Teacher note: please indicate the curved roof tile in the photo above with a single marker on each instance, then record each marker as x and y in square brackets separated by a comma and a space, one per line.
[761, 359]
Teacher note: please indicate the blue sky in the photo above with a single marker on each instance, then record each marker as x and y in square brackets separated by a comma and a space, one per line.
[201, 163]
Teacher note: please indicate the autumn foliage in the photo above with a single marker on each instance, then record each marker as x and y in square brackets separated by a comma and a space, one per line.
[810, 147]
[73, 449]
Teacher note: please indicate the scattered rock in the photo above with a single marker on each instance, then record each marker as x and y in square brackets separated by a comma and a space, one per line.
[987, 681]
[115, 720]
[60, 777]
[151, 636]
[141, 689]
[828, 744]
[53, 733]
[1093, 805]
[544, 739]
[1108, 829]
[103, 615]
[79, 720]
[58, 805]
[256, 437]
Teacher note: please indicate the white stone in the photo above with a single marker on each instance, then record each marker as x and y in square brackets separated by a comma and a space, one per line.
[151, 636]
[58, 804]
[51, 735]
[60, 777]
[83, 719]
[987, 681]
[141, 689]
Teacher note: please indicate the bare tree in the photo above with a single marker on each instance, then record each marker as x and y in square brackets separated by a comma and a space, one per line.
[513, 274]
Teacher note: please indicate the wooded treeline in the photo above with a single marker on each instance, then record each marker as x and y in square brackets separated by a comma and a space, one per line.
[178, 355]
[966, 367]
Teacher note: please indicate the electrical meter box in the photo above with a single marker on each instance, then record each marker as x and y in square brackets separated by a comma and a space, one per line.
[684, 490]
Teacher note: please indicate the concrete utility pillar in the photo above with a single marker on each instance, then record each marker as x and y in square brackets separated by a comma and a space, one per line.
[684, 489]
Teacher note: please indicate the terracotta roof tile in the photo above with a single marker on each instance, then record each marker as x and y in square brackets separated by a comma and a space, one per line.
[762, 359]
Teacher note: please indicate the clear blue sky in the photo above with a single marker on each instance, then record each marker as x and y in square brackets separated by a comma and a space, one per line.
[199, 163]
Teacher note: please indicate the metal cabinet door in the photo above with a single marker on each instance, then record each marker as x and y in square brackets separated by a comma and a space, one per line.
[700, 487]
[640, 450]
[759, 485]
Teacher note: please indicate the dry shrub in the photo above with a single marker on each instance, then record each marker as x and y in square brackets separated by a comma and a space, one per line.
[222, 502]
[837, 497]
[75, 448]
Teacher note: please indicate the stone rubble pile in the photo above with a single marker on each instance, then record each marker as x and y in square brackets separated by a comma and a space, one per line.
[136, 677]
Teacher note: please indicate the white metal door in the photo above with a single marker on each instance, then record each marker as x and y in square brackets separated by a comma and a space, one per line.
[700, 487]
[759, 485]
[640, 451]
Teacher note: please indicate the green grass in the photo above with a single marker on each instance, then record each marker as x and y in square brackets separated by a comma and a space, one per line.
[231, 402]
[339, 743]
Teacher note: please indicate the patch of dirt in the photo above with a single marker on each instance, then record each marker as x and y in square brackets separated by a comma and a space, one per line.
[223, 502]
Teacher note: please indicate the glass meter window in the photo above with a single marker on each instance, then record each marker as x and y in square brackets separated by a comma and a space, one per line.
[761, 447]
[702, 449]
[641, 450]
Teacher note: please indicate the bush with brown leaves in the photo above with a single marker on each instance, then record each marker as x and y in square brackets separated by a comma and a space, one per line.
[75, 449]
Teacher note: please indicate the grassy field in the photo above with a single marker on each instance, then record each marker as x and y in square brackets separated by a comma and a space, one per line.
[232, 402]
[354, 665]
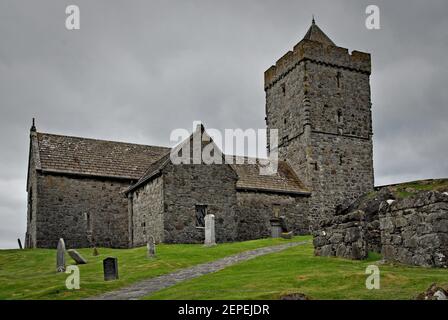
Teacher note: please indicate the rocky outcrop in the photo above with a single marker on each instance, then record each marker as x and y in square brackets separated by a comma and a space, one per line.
[412, 230]
[370, 205]
[434, 292]
[342, 236]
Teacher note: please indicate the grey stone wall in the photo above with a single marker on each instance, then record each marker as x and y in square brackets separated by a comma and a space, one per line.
[319, 99]
[256, 209]
[83, 211]
[342, 235]
[148, 212]
[415, 230]
[186, 186]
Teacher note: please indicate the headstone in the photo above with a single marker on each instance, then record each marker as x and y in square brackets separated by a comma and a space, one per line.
[110, 266]
[75, 255]
[60, 256]
[151, 248]
[210, 230]
[283, 224]
[276, 228]
[286, 235]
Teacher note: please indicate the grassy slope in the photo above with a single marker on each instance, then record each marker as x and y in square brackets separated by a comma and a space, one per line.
[30, 274]
[298, 270]
[407, 189]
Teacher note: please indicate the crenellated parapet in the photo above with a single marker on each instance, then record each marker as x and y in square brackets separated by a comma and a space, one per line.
[320, 53]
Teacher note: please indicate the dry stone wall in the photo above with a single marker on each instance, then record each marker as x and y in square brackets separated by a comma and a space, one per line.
[342, 236]
[415, 230]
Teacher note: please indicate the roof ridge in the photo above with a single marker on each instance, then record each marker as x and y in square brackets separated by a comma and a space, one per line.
[101, 140]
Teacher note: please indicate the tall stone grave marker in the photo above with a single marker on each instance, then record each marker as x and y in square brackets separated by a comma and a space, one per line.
[75, 255]
[110, 266]
[151, 247]
[60, 256]
[210, 230]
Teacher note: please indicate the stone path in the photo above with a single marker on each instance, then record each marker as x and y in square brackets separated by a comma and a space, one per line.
[146, 287]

:: Task statement ::
Pictures are to be left out. Everything else in the records above gets repeated exactly.

:: Exercise output ::
Teacher note: please indicate the curved roof tile in the photo above with a single marker on each instance, then record each marker as x and y in square brackets separated by a comma and a space, one per line.
[761, 359]
Teacher note: please indicate the blue sky in the photo above with a single marker on each instance, then record each marker as x and y in square brackets separated by a comma and a space, one per line.
[201, 163]
Teacher note: please indicate the autumn foliage in the photo above with a single marker on each instance, then record each marker as x and y in square brackets separated by a comma and a space, one per line.
[810, 147]
[73, 449]
Teacher note: please indicate the scattered rock in the photo above with a single marker on each instance, then record each marker as x and y in square brackets separated by a comma and a space, one per line.
[987, 681]
[115, 720]
[60, 777]
[151, 636]
[141, 689]
[828, 744]
[53, 733]
[1093, 805]
[544, 739]
[1108, 829]
[103, 615]
[79, 720]
[58, 805]
[256, 437]
Teacher note: please indicate the white stone in the photo above with a single marker on each instance, then record each marker as x and y in square brackets separated by a comma and a space, one per line.
[151, 636]
[58, 804]
[51, 735]
[60, 777]
[83, 719]
[987, 681]
[141, 689]
Teacher note: please indicate the bare tree in the photo above with a single marker on each instance, then record each marker as x and y in square brackets separated by a comma and a space, one per line.
[513, 274]
Teacher note: please indicate the wooded treeline in the photo above with a single marker on each instance, then record each marker as x and y in square brackets separated by a comma and a space, one per line.
[178, 355]
[966, 367]
Teacher note: please indicate the electrical meter box in the photo above with a single marker on each instance, then record each marker as x and y in square brackets separated by a comma and a space, one per line.
[684, 490]
Teacher note: please indicate the concrete utility pillar in the photo above with a single marker on each instance, then record each marker as x and y in square brackets separated by a comma and a space, one per line.
[684, 489]
Teacher note: please indicate the terracotta roof tile in the photo above with a single marker on each instance, then record each marker as x and y in square brackets separated by a comma and a space, one per line.
[762, 359]
Teacher note: please indicate the clear blue sky in the photo above with a single marker on each instance, then record each marker as x and y in square brackets separated by a comma and a space, one per line.
[199, 163]
Teacher note: please indicate the metal cabinet door in the photo above with a single marker on each instance, then record each marker as x and y in square brackets separated by a comma and a space, one per line.
[700, 487]
[640, 450]
[759, 485]
Teacher note: please indicate the dry shrub in the photo above with a single marker on each instance, then record each marker as x and y in square brackets separated by a comma and a space, one per line.
[222, 502]
[837, 497]
[75, 448]
Teacher note: please indicate the stone rubble pile in the photo above with a single marker on each instance, then record each marker as x and y in square brackets separated by a comma and a space, one per line.
[136, 677]
Teacher note: please indicate the white metal door in the photo above with a single marker on each instance, then record each marker as x and y in square brackets separated by a comma and a space, one per line.
[700, 487]
[759, 485]
[640, 451]
Teacher note: please indicate the green grass in the photo above with a single marker on each instance, then record each marker as x and y in square brackets separated by a comma and a space, one per line.
[231, 402]
[339, 743]
Teacher note: please indicate the patch of dirt in the photo above with a single marker on each instance, then record each marker as x and y in square brackets separated by a comma and a space, one per line.
[223, 502]
Teacher note: please indicate the glass meter window in the photo above with a single marker on each instance, then record each marker as x and y in square brackets separated by a comma and a space, one per line.
[761, 447]
[702, 449]
[641, 450]
Teacher note: please indicate the bush with brown leaves in the photo above with a single marker on each instance, then record each marker as x and y in square brackets separated by a comma and a space, one per line.
[75, 449]
Teacher note: please indicate the grassy field in the photo above with a single marker on each instance, then record each marker as x and y in square brackets separated by a comma and a space, one per line.
[232, 402]
[354, 665]
Teacher note: please indicate the rocky outcrop in the photo above with a single marker on each instance, then record each marker as x and y in square brackets separated by a comma and a space, one per line.
[412, 230]
[370, 205]
[434, 292]
[342, 236]
Teacher note: please indicate the grey stone wall in the photo above with a single marker on each instance, then record each marker as x and y in square brackets separated by a comma and a space, one per line.
[319, 99]
[256, 209]
[83, 211]
[342, 235]
[148, 212]
[415, 230]
[186, 186]
Teacher note: please indicate the headstone in the photo above with a single marker on each instance, then record each marker as x and y in square brackets separated by a comma and a space, one per line.
[110, 266]
[75, 255]
[60, 256]
[151, 248]
[210, 230]
[283, 224]
[276, 228]
[286, 235]
Teacher note: please indicate the grassy slope in the photo above with a single marker on each instance, then record each marker as x and y in square brackets separated by a comma and a space, one per line.
[30, 274]
[298, 270]
[407, 189]
Teacher note: please indicate the crenellated parapet in the photo above with a single marker on each instance, then record each marker as x and y in square brackets separated by a comma and a space, one per line.
[320, 53]
Teacher note: please indicate the dry stone wall in the photo above with a single marker on each instance, then record each marker as x and y in square brackets separated by a comma and a space, one per line.
[342, 236]
[415, 230]
Teacher note: please indicate the roof ridge in the photo above with a single marker on each instance, then record each marker as x and y in square brackets separated by a comma and a space, one per line.
[101, 140]
Teacher note: please indicate the tall stone grave marker in the photo above with a single marker on each instance, then record each marker as x and y in square brackets separated by a comma and a space, one per line.
[75, 255]
[110, 266]
[151, 247]
[60, 256]
[210, 230]
Teacher note: please indicate the stone path in the photo above with a single marker on each instance, then record each marker as x and y in square brackets separated by a comma and a space, one per line.
[146, 287]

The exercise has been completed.